(本文):

◆ ◆ ◆

コンサル実務 人事制度

私が感じた評価制度導入のメリット4つ|診断士実務

投稿日:

こんにちは!中小企業診断士のカズユキです。

今回は評価制度について解説します。

おさらい「評価制度の目的」

私は実務で評価制度の構築を支援しています。

このブログで何度も申し上げていますが、評価制度の目的は「評価をする」ではありません。

この制度を活用して、人材を育成することが目的です。

そのためには、

  • 会社が求める人物像を明らかにする
  • それをみんなに共有する
  • 結果を本人にフィードバックする

といったことが重要です。

過去のブログで書いていますので、参考にしてください。

理想の評価制度を構築するために

 

今回は評価制度を導入した会社で、私が感じたメリットをお伝えします。

メリットは以下の4つです。

  • 理想の人物像が明確になった
  • コミュニケーションツールになる
  • 社員の経営参画意識が向上した
  • 評価要素の漏れがなくなった

それでは解説に進みます(^^)

 

メリット1「理想の人物像が明確になった」

一つ目のメリットは、経営者が求める人物像が明確になったことです。

経営者の頭の中には、

「こんな人に育って欲しい」

「こんな行動をとって欲しい」

「こんな考えで仕事に取り組んで欲しい」

といったものがあります。

しかし形にしていないので、あいまいなことが多く、判定もあやふやになります。

例えば、役職者の役割はどういったものかを伝えずに任命されているケースがあります。

このような状態では、期待する働きをしてくれません。

社員も役職に相応しい働きをしようと頑張っていますが、ベクトルや優先度が違ってることがあります。

そもそも伝えていないので、仕方がありません。

経営者・社員共に満足した結果にならないのは当然です。

評価制度を構築する時には、どのような人物像なのかをヒアリングで明らかにしていきます。

◆ ◆ ◆

(課題 1):
記録のうち、「task | put one marker on every instance of the television」を含む行から記録の最後の行までを、両端の行も含めて一字も変えずに書き写してください。

◆ ◆ ◆

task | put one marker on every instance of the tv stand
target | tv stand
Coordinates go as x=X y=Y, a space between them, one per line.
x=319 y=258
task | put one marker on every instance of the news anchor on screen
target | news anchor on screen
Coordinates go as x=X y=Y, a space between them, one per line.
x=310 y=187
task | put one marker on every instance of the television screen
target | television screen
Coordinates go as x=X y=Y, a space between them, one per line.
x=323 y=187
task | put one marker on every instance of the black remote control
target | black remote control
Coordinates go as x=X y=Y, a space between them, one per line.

◆ ◆ ◆

(課題 2):
評価制度に関する本文では、評価制度の目的は何だと述べられていますか。

(正解 1):
task | put one marker on every instance of the television screen
target | television screen
Coordinates go as x=X y=Y, a space between them, one per line.
x=323 y=187
task | put one marker on every instance of the black remote control
target | black remote control
Coordinates go as x=X y=Y, a space between them, one per line.

(正解 2):
制度を活用して、人材を育成することです。